Top of Text segment
5.08.2008

París, 1968 / Edgardo Mondolfi Gudat

Paris, 1968

Unlike the hippie movement, which left some curious relics along the way, such as the peace logo, the student protests of the French May haven’t bequeathed anything, not even those street slogans of the time, like “It is forbidden to forbid,” as if tangible proof of their nihilistic spirit. But that doesn’t mean, of course, that the substantial nucleus of what was the French 68 doesn’t live on in the direct assumption of the protests that continue to be incarnated by student movements anywhere on the planet. Simply because, where it fits and can be diagnosed, the explosion from Paris’s Latin Quarter signified a before and after in the denunciations of the university against authoritarian gestures.

The historic May that now celebrates its 40th anniversary had many exceptional witnesses, but there’s one in particular whose testimony has always fascinated me because what happened ended up splitting his world in two. I’m referring to the English historian Eric Hobsbawm, who by pure chance coincided with those events on the streets of Paris. Hobsbawm confesses that he was surprised by what was happening without being able to understand, from his classical Marxist pupil, the dimensions and implications of those student protests. I think few authors are capable of pouring forth such candor as he does when he invites us in his autobiography to accompany him as he confronts the events of the French May of 1968. The author shows how reality defied the traditional left of that moment: because, while Hobsbawm does warn us with a certain air of melancholy that plenty of water has passed under the bridge since then, he recognizes that his first reaction was to welcome that shuddering in the streets with open disdain, and to qualify it as a “psychodrama rebellion.” Maybe without realizing it at the time, his dismissive way of qualifying what was happening made him, as a representative of the old left, involuntarily join forces with people from the French right, such as Raymond Aron, who also qualified that protest as mere “street theater.”

The distance covered since those years has allowed Hobsbawm to take shelter in regret, with a great deal of honesty. But that stupefaction was normal for an old school Marxist who didn’t suspect that, in the future, he would cease to be one when faced with all the disillusions planted during the sixties. After all, as he himself points out, Lenin would have been equally disconcerted by another one of the memorable slogans of the French May, as vivid as “It is forbidden to forbid”: “The more I make revolution, the more I want to make love.”
Bottom of Text segment
### Questions:
1. In the essay on Paris, 1968, how did Raymond Aron describe the protest?
2. List every person named in the three body paragraphs of the essay on Paris, 1968.
The items after this essay on Paris, 1968 have no connection to it.
Top of Stored data
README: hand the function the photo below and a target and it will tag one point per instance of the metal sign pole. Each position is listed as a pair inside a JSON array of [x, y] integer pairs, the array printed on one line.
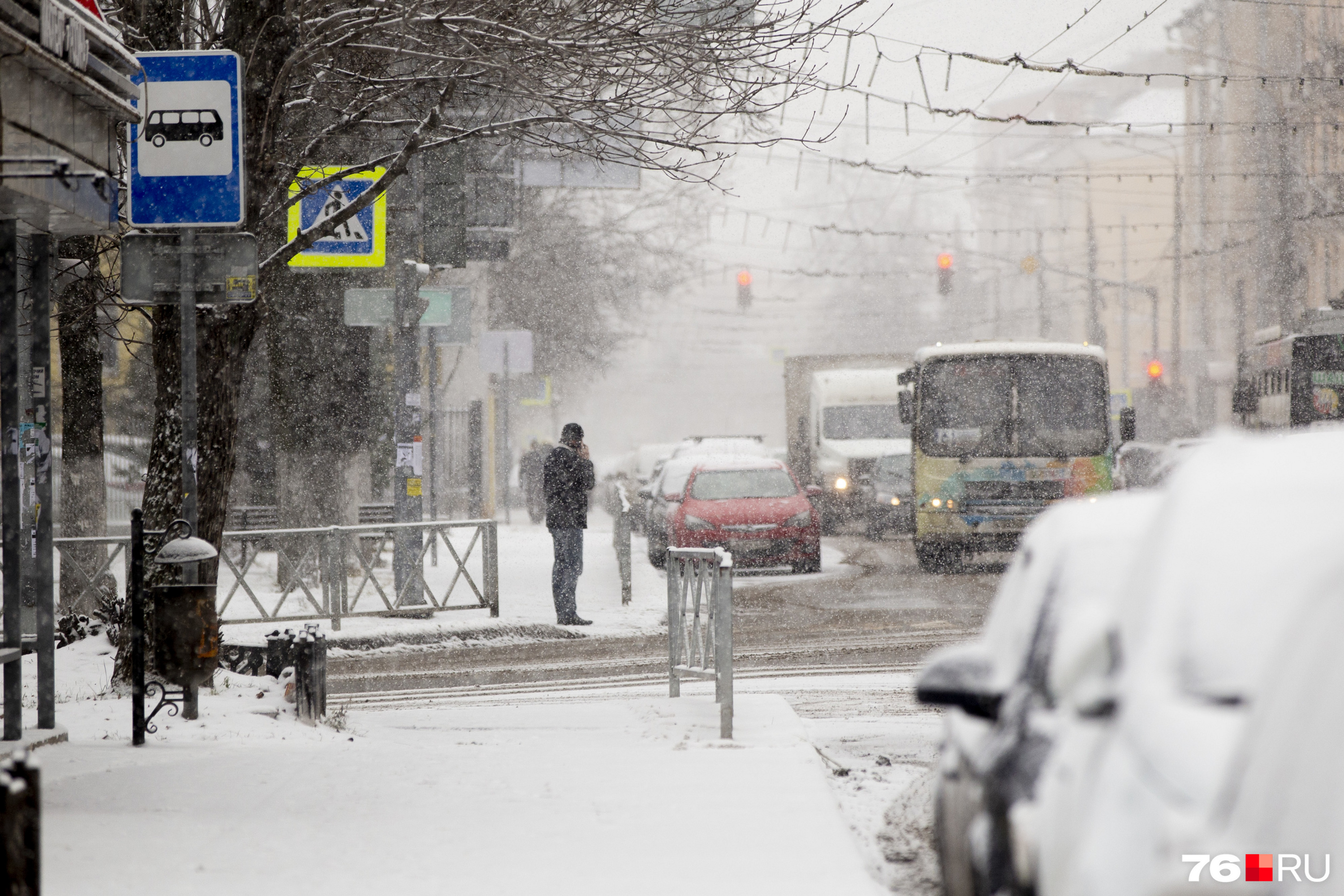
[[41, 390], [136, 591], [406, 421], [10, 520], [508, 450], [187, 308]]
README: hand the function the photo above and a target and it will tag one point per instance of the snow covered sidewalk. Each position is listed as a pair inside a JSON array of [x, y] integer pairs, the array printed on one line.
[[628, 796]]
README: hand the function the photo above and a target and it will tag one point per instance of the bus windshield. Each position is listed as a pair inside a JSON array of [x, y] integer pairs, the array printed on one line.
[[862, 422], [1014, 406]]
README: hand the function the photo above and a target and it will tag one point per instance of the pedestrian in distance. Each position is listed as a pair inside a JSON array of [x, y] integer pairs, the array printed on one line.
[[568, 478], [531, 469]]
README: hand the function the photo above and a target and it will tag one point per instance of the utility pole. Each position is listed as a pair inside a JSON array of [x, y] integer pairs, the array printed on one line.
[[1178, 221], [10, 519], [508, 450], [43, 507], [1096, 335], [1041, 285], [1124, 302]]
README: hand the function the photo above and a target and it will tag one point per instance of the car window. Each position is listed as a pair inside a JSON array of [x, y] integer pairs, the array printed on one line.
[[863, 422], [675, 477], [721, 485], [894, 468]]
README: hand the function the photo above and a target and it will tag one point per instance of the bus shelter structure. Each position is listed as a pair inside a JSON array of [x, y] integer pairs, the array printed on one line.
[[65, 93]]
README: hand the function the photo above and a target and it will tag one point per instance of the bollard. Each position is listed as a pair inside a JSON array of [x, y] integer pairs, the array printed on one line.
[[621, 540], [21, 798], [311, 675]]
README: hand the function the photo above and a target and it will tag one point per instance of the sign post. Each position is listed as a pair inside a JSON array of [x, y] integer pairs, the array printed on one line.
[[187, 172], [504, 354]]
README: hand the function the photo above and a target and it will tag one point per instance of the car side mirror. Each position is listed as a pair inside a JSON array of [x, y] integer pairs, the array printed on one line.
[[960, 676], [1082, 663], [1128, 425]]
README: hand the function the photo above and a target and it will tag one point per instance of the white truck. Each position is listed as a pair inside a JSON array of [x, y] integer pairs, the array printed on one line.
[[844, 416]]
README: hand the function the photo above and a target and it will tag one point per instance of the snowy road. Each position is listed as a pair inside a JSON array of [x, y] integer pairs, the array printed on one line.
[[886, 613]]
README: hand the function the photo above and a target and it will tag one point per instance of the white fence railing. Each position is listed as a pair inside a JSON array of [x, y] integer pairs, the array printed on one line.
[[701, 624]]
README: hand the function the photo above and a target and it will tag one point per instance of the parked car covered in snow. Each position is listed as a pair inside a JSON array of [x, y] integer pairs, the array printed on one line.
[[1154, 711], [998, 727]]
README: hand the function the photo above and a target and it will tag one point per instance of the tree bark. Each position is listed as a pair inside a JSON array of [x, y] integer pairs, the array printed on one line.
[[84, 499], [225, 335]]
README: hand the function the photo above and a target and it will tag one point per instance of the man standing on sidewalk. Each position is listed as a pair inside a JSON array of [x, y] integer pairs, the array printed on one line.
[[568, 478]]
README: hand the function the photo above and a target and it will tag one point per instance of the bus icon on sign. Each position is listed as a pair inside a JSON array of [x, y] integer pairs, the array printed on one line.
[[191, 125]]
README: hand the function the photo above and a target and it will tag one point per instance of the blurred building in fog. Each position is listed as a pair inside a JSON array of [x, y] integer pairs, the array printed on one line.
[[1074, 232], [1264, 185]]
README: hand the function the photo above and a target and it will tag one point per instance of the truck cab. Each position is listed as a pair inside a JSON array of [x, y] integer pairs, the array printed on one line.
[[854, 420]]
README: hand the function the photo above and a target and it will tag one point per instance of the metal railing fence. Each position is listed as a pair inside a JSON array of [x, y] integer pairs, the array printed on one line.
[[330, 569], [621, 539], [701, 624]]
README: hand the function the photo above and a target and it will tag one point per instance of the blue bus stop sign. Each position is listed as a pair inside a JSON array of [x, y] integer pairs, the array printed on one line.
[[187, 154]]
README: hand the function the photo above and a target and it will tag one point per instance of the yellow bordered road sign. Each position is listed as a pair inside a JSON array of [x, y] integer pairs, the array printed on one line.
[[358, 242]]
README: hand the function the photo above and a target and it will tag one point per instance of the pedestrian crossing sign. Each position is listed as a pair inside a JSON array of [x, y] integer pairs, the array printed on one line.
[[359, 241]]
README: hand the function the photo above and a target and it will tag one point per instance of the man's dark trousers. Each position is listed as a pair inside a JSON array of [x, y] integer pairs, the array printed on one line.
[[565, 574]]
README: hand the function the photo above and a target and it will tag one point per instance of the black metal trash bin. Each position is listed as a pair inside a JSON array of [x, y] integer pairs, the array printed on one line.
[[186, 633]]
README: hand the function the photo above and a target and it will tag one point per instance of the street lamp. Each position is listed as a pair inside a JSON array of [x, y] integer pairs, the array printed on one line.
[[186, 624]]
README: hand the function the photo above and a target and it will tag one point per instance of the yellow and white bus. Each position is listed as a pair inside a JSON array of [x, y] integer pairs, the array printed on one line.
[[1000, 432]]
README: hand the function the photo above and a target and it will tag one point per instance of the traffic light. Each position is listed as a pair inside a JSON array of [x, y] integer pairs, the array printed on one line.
Bottom of Stored data
### Outputs for the tasks:
1. As mere "street theater."

2. Eric Hobsbawm, Raymond Aron, Lenin